=== Required work ===
Return, word for word, the part of the trial report below that runs from "But under questioning" to "see any recording.".

=== Document passage ===
Content starts
Norgaard said Henderson refused.
“I’ve never had anybody tell me no. Everybody always puts their phone away,” he said.
He said Henderson’s actions delayed or impeded his ability to provide medical care to the drunken man and get him to the hospital.
But under questioning from Henderson’s lawyer, Norgaard said Henderson never got between him and the drunken man or between the man and police.
And Henderson testified that Norgaard never asked him to stop filming.
Norgaard said he told sheriff’s deputy Jacqueline Muellner about Henderson. She testified that “I took his camera basically for evidence.”
“This person had a right to privacy,” she said of the drunken man being put in the ambulance. She said she didn’t have a problem with people filming police while working on a criminal matter.
But, she said, “This person is having a bad day. It doesn’t need to be documented in that way.”
She said Henderson refused to identify himself, and he insisted he had a right to film the incident. She said that when she left the scene, she checked the camera but wasn’t able to see any recording.
But under a cross-examination, she admitted, “I didn’t understand the camera.”
Under questioning by Henderson’s lawyer, Muellner also said she left the camera on the seat of her squad car overnight. She said it was then in her office mailbox for a period of time before being placed in a secure property locker a day or two after the incident.
After the testimony, Henderson’s lawyer, Kevin Riach, asked Ramsey County District Judge Diane Alshouse to dismiss the case. Riach said that if there was any obstruction of medical care, it was created by the paramedic who stopped his work to complain to Henderson.
Content ends
=== Material supplied ===
Content starts
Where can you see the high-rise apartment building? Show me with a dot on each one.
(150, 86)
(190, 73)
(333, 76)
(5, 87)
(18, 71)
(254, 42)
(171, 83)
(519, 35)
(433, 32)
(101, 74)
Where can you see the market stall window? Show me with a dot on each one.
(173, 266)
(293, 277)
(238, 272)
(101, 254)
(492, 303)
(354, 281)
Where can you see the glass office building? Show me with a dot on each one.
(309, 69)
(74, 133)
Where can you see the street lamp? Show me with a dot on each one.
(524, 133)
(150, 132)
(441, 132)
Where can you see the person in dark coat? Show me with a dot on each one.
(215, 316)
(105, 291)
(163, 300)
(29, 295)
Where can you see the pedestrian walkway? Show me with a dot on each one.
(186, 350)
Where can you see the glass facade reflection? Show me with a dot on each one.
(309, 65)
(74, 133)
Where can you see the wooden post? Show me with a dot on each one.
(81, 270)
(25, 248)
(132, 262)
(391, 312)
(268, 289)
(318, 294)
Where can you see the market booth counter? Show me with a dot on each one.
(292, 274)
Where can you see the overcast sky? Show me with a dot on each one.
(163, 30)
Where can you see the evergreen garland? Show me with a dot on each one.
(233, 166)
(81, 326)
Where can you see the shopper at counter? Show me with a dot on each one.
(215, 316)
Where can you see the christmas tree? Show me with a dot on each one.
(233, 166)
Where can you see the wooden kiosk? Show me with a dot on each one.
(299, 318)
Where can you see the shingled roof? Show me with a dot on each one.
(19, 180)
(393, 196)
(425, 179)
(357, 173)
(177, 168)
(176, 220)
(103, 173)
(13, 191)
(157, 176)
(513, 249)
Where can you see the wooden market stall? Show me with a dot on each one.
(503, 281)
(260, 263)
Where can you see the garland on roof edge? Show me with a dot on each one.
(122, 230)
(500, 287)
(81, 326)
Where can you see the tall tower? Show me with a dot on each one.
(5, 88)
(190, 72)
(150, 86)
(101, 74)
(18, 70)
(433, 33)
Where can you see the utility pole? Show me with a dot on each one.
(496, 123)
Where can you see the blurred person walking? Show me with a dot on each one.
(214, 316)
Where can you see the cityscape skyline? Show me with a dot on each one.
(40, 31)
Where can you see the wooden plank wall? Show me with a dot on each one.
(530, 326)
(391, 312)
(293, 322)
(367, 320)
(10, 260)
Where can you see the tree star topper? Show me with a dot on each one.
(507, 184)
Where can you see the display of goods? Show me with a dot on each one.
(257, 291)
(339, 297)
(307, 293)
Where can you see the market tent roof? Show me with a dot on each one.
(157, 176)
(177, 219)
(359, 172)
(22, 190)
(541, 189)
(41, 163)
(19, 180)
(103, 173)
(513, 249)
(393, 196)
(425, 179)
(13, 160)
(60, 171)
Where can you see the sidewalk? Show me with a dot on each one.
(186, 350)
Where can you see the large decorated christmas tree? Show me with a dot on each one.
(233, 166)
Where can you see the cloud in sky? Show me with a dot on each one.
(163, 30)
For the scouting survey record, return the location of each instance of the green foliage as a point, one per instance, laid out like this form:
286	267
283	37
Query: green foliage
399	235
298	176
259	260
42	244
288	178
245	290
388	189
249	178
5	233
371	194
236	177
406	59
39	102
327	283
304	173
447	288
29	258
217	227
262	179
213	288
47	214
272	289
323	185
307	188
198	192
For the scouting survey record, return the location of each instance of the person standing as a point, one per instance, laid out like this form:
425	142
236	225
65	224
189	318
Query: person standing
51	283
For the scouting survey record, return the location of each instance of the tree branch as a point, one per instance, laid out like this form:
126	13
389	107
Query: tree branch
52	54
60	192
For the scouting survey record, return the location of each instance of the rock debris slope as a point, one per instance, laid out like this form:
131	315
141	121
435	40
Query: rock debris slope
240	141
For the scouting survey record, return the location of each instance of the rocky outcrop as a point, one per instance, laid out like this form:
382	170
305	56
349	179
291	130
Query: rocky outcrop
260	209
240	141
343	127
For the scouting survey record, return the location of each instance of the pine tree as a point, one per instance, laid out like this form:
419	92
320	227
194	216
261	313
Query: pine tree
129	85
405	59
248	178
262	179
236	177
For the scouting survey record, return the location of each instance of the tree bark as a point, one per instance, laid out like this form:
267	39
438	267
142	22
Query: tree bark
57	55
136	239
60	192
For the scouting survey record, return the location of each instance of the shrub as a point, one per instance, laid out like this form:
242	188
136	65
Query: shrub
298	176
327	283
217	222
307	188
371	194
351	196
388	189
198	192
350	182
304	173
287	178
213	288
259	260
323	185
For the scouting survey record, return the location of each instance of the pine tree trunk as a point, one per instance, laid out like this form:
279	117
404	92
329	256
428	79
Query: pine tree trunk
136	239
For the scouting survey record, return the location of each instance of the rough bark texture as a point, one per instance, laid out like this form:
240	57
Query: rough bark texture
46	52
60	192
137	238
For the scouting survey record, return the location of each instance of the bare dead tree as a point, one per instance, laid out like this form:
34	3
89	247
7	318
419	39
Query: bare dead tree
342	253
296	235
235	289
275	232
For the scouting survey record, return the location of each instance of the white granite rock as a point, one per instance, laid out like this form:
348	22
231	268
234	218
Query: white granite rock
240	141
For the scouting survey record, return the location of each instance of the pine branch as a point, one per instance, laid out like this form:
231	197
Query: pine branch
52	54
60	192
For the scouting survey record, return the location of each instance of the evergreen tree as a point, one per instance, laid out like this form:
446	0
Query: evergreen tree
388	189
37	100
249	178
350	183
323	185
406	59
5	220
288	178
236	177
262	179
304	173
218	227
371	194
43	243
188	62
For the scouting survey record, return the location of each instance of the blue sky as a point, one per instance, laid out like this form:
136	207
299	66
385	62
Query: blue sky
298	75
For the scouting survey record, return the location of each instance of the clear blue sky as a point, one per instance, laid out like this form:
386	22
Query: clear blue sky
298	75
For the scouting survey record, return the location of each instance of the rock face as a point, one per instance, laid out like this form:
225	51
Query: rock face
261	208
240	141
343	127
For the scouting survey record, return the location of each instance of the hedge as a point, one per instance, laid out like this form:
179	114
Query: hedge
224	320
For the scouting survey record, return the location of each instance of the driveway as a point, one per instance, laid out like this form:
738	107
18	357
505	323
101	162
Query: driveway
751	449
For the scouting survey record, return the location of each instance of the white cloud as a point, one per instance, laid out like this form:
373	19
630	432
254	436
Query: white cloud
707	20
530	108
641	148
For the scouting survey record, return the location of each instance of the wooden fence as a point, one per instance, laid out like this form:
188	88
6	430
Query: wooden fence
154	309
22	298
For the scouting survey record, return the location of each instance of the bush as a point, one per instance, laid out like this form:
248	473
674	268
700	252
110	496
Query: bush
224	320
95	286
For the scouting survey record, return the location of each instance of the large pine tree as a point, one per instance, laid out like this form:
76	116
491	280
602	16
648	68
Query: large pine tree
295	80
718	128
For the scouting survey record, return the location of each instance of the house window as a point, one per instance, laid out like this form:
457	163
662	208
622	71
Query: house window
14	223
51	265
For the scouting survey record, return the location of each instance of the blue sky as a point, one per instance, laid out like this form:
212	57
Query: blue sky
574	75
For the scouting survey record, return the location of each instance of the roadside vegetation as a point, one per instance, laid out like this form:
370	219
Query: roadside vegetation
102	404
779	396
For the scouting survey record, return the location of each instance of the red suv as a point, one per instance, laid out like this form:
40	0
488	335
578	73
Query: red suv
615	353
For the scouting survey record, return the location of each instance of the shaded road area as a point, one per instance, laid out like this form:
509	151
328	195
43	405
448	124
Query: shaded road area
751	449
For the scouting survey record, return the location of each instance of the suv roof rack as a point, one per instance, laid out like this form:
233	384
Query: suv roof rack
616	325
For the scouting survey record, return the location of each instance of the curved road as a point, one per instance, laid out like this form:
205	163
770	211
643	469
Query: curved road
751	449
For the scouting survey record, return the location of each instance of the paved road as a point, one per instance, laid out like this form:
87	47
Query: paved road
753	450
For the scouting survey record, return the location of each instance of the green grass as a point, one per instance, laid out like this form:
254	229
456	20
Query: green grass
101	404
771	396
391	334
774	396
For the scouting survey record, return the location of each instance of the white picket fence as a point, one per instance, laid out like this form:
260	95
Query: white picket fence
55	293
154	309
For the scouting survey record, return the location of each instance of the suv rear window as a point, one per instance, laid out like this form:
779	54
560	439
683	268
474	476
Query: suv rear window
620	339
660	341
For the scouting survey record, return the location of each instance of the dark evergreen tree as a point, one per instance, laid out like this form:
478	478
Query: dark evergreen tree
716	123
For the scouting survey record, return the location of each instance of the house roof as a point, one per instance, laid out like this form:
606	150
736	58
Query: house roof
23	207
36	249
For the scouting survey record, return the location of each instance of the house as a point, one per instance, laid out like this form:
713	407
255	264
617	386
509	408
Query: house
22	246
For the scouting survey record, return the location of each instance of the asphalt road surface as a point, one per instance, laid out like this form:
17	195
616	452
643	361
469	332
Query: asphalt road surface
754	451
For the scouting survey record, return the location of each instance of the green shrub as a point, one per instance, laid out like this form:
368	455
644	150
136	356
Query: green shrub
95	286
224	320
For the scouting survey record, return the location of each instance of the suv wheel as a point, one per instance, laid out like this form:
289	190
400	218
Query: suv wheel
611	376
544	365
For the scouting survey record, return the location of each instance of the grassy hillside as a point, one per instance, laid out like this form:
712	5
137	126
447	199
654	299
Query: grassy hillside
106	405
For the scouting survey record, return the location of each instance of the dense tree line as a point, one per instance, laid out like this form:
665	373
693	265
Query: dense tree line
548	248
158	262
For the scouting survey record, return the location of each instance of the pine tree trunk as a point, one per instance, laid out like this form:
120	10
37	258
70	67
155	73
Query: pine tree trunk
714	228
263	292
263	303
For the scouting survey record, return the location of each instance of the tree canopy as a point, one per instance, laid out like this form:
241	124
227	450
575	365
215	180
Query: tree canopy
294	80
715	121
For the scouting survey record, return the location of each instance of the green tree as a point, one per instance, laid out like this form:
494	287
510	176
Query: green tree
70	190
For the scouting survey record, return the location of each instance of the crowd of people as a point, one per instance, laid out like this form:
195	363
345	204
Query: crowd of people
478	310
Content ends
=== Result for this exercise ===
But under questioning from Henderson’s lawyer, Norgaard said Henderson never got between him and the drunken man or between the man and police.
And Henderson testified that Norgaard never asked him to stop filming.
Norgaard said he told sheriff’s deputy Jacqueline Muellner about Henderson. She testified that “I took his camera basically for evidence.”
“This person had a right to privacy,” she said of the drunken man being put in the ambulance. She said she didn’t have a problem with people filming police while working on a criminal matter.
But, she said, “This person is having a bad day. It doesn’t need to be documented in that way.”
She said Henderson refused to identify himself, and he insisted he had a right to film the incident. She said that when she left the scene, she checked the camera but wasn’t able to see any recording.